Render each line of the material below as a JSON array of strings, one string per line, with blank lines omitted.

[Start Material shown]

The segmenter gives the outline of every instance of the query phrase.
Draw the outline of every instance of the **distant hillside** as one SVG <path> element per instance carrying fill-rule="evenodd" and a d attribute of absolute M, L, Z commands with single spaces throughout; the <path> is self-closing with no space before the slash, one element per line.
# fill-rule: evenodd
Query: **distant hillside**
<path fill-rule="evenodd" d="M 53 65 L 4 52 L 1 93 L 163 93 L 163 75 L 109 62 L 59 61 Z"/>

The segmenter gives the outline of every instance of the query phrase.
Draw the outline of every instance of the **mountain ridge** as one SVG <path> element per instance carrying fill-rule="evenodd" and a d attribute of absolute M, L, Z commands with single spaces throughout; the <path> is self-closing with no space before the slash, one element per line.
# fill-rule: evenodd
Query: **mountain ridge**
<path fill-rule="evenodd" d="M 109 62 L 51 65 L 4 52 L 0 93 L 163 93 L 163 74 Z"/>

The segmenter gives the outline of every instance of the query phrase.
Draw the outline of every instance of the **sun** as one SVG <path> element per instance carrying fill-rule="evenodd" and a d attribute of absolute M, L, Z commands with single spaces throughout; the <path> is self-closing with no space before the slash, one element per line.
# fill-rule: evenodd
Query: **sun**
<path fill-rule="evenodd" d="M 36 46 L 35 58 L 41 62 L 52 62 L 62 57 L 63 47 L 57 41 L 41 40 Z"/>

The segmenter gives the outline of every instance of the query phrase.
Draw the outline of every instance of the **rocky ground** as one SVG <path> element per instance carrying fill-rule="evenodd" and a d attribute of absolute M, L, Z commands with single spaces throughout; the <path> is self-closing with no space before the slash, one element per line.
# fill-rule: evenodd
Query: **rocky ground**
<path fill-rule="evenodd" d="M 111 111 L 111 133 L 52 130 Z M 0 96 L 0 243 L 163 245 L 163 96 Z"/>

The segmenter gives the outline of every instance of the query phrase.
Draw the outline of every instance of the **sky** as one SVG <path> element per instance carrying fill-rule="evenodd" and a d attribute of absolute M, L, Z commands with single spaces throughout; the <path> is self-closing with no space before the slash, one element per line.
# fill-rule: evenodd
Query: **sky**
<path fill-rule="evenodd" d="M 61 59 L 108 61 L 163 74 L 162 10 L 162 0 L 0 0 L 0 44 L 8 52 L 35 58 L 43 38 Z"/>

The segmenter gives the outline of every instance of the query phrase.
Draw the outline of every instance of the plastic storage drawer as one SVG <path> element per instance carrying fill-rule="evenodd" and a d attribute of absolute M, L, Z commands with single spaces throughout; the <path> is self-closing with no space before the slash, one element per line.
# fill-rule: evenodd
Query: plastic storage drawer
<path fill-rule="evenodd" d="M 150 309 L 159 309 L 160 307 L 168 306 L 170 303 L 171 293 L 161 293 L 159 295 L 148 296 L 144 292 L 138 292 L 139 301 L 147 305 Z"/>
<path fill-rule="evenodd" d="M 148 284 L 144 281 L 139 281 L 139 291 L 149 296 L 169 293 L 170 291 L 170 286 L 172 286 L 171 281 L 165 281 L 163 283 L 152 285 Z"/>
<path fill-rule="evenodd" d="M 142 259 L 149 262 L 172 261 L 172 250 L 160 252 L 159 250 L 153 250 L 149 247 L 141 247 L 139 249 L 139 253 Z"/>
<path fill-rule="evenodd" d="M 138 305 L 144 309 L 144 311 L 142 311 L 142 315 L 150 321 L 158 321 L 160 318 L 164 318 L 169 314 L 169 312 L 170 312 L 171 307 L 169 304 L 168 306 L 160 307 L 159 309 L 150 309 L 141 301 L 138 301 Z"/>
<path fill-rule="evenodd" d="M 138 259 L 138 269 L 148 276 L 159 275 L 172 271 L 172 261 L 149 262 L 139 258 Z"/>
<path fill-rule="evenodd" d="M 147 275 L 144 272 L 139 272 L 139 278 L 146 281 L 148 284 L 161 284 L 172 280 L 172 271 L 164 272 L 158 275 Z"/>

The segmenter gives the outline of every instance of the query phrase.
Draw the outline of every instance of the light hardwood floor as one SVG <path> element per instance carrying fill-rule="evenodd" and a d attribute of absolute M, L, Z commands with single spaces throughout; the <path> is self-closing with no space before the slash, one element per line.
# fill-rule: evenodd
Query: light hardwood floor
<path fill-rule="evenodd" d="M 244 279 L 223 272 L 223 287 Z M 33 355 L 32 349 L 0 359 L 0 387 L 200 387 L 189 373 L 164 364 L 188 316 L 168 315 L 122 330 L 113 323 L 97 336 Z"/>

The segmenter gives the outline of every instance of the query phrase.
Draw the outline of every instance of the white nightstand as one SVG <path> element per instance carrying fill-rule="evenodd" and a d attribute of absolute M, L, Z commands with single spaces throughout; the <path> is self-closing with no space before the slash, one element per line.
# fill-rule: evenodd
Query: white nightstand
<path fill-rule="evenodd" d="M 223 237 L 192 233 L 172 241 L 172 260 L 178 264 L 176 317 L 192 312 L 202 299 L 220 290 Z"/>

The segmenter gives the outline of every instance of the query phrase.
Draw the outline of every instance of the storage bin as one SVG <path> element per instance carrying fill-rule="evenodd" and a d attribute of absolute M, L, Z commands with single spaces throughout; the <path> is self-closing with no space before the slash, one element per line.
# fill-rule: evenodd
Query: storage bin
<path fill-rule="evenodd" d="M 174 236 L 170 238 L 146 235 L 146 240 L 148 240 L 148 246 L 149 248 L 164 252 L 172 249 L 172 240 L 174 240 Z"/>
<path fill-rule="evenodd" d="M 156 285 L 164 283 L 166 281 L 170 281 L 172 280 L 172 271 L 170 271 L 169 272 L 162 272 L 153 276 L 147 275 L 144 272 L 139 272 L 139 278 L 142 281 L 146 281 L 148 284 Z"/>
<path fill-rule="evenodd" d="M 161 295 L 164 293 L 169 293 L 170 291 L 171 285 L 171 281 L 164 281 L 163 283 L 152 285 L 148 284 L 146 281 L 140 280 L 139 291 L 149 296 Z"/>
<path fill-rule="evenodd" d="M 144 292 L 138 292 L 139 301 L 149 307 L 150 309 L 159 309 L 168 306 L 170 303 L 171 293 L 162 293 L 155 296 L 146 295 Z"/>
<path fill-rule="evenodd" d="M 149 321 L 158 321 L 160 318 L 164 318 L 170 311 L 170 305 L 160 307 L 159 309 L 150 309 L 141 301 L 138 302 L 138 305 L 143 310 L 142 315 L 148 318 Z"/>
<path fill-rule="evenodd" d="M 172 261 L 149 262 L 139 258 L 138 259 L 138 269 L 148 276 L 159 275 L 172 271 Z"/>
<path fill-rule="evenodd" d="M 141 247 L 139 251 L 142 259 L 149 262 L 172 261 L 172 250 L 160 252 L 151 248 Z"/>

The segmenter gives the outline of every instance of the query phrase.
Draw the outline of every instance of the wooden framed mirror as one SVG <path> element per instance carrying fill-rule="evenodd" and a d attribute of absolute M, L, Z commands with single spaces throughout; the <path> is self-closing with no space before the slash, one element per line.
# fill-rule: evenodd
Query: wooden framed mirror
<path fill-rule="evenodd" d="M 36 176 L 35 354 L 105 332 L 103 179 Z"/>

[End Material shown]

--- Task response ---
[
  "The segmenter gives the outline of every instance of the query phrase.",
  "Draw the outline of every instance of the **distant hillside** as one SVG <path> element per instance carrying fill-rule=\"evenodd\" and a d attribute of absolute M, L, Z commands with single spaces throughout; the <path> is self-closing with no space before the slash, one element per line.",
  "# fill-rule: evenodd",
  "Query: **distant hillside**",
  "<path fill-rule=\"evenodd\" d=\"M 53 65 L 4 52 L 1 93 L 163 93 L 163 75 L 109 62 L 59 61 Z\"/>",
  "The segmenter gives the outline of every instance of the query phrase.",
  "Draw the outline of every instance of the **mountain ridge** as one SVG <path> element per instance carrying fill-rule=\"evenodd\" and a d attribute of absolute M, L, Z commands with single spaces throughout; the <path> is self-closing with no space before the slash, one element per line.",
  "# fill-rule: evenodd",
  "Query: **mountain ridge**",
  "<path fill-rule=\"evenodd\" d=\"M 109 62 L 51 65 L 4 52 L 0 93 L 163 93 L 163 74 Z\"/>",
  "The segmenter gives the outline of every instance of the query phrase.",
  "Draw the outline of every instance of the **sun** as one SVG <path> element per instance carrying fill-rule=\"evenodd\" and a d attribute of absolute M, L, Z commands with single spaces throughout; the <path> is self-closing with no space before the slash, one element per line.",
  "# fill-rule: evenodd",
  "Query: **sun**",
  "<path fill-rule=\"evenodd\" d=\"M 36 46 L 35 58 L 41 62 L 52 62 L 62 57 L 63 47 L 57 41 L 41 40 Z\"/>",
  "The segmenter gives the outline of every instance of the query phrase.",
  "Draw the outline of every instance of the **rocky ground** as one SVG <path> element per instance carrying fill-rule=\"evenodd\" and a d attribute of absolute M, L, Z commands with single spaces throughout; the <path> is self-closing with no space before the slash, one element per line.",
  "# fill-rule: evenodd",
  "Query: **rocky ground**",
  "<path fill-rule=\"evenodd\" d=\"M 111 111 L 111 133 L 52 130 Z M 0 96 L 0 243 L 163 245 L 163 96 Z\"/>",
  "The segmenter gives the outline of every instance of the query phrase.",
  "Draw the outline of every instance of the **sky** as one SVG <path> element per instance carrying fill-rule=\"evenodd\" and a d attribute of absolute M, L, Z commands with single spaces throughout; the <path> is self-closing with no space before the slash, one element per line.",
  "# fill-rule: evenodd",
  "Query: **sky**",
  "<path fill-rule=\"evenodd\" d=\"M 61 59 L 108 61 L 163 74 L 162 10 L 162 0 L 0 0 L 0 44 L 8 52 L 35 58 L 43 38 Z\"/>",
  "The segmenter gives the outline of every instance of the query phrase.",
  "Draw the outline of every instance of the plastic storage drawer as one SVG <path> element per instance carrying fill-rule=\"evenodd\" and a d attribute of absolute M, L, Z commands with single spaces throughout; the <path> is self-closing with no space before the slash, one element per line.",
  "# fill-rule: evenodd",
  "Query: plastic storage drawer",
  "<path fill-rule=\"evenodd\" d=\"M 150 309 L 159 309 L 160 307 L 168 306 L 170 303 L 171 293 L 161 293 L 159 295 L 148 296 L 144 292 L 138 292 L 139 301 L 147 305 Z\"/>",
  "<path fill-rule=\"evenodd\" d=\"M 148 284 L 144 281 L 139 281 L 139 291 L 149 296 L 169 293 L 170 291 L 170 286 L 172 286 L 171 281 L 165 281 L 163 283 L 152 285 Z\"/>",
  "<path fill-rule=\"evenodd\" d=\"M 142 259 L 149 262 L 172 261 L 172 250 L 160 252 L 159 250 L 153 250 L 149 247 L 141 247 L 139 249 L 139 253 Z\"/>",
  "<path fill-rule=\"evenodd\" d=\"M 138 305 L 144 309 L 144 311 L 142 311 L 142 315 L 150 321 L 158 321 L 160 318 L 164 318 L 169 314 L 169 312 L 170 312 L 171 307 L 169 304 L 168 306 L 160 307 L 159 309 L 150 309 L 141 301 L 138 301 Z\"/>",
  "<path fill-rule=\"evenodd\" d=\"M 138 259 L 138 269 L 148 276 L 159 275 L 172 271 L 172 261 L 149 262 L 139 258 Z\"/>",
  "<path fill-rule=\"evenodd\" d=\"M 147 275 L 144 272 L 139 272 L 139 278 L 146 281 L 148 284 L 161 284 L 172 280 L 172 271 L 164 272 L 158 275 Z\"/>",
  "The segmenter gives the outline of every instance of the query phrase.",
  "Draw the outline of every instance of the light hardwood floor as one SVG <path> element per instance carrying fill-rule=\"evenodd\" and a d attribute of absolute M, L, Z commands with single spaces throughout; the <path> is self-closing with no space before the slash, one element per line.",
  "# fill-rule: evenodd",
  "Query: light hardwood floor",
  "<path fill-rule=\"evenodd\" d=\"M 244 279 L 223 272 L 223 287 Z M 33 355 L 32 349 L 0 359 L 0 387 L 200 387 L 189 373 L 164 364 L 188 316 L 168 315 L 122 330 L 113 323 L 97 336 Z\"/>",
  "The segmenter gives the outline of every instance of the query phrase.",
  "Draw the outline of every instance of the white nightstand as one SVG <path> element per instance carrying fill-rule=\"evenodd\" and a d attribute of absolute M, L, Z commands with single spaces throughout; the <path> is self-closing with no space before the slash, one element per line.",
  "# fill-rule: evenodd",
  "Query: white nightstand",
  "<path fill-rule=\"evenodd\" d=\"M 223 237 L 192 233 L 172 241 L 172 260 L 178 264 L 176 317 L 192 312 L 202 299 L 220 290 Z\"/>",
  "The segmenter gives the outline of every instance of the query phrase.",
  "Draw the outline of every instance of the storage bin as one SVG <path> element per instance carrying fill-rule=\"evenodd\" and a d attribute of absolute M, L, Z commands with single spaces throughout; the <path> is self-closing with no space before the slash, one element per line.",
  "# fill-rule: evenodd",
  "Query: storage bin",
  "<path fill-rule=\"evenodd\" d=\"M 174 236 L 170 238 L 146 235 L 146 240 L 148 240 L 148 246 L 149 248 L 164 252 L 172 249 L 172 240 L 174 240 Z\"/>",
  "<path fill-rule=\"evenodd\" d=\"M 156 285 L 164 283 L 166 281 L 170 281 L 172 280 L 172 271 L 170 271 L 169 272 L 162 272 L 153 276 L 147 275 L 144 272 L 139 272 L 139 278 L 142 281 L 146 281 L 148 284 Z\"/>",
  "<path fill-rule=\"evenodd\" d=\"M 161 295 L 164 293 L 169 293 L 170 291 L 171 285 L 171 281 L 164 281 L 163 283 L 152 285 L 148 284 L 146 281 L 140 280 L 139 291 L 149 296 Z\"/>",
  "<path fill-rule=\"evenodd\" d=\"M 144 292 L 138 292 L 139 301 L 149 307 L 150 309 L 159 309 L 168 306 L 170 303 L 171 293 L 162 293 L 155 296 L 146 295 Z\"/>",
  "<path fill-rule=\"evenodd\" d=\"M 149 321 L 158 321 L 160 318 L 164 318 L 170 311 L 170 305 L 160 307 L 159 309 L 150 309 L 141 301 L 138 302 L 138 305 L 143 310 L 142 315 L 148 318 Z\"/>",
  "<path fill-rule=\"evenodd\" d=\"M 172 261 L 149 262 L 139 258 L 138 259 L 138 269 L 148 276 L 159 275 L 172 271 Z\"/>",
  "<path fill-rule=\"evenodd\" d=\"M 141 247 L 139 251 L 142 259 L 149 262 L 172 261 L 172 250 L 160 252 L 151 248 Z\"/>",
  "The segmenter gives the outline of every instance of the query phrase.",
  "Draw the outline of every instance of the wooden framed mirror as one SVG <path> element per instance carrying fill-rule=\"evenodd\" and a d attribute of absolute M, L, Z commands with single spaces throughout; the <path> is self-closing with no space before the slash, one element per line.",
  "# fill-rule: evenodd",
  "Query: wooden framed mirror",
  "<path fill-rule=\"evenodd\" d=\"M 36 176 L 35 354 L 105 332 L 103 179 Z\"/>"
]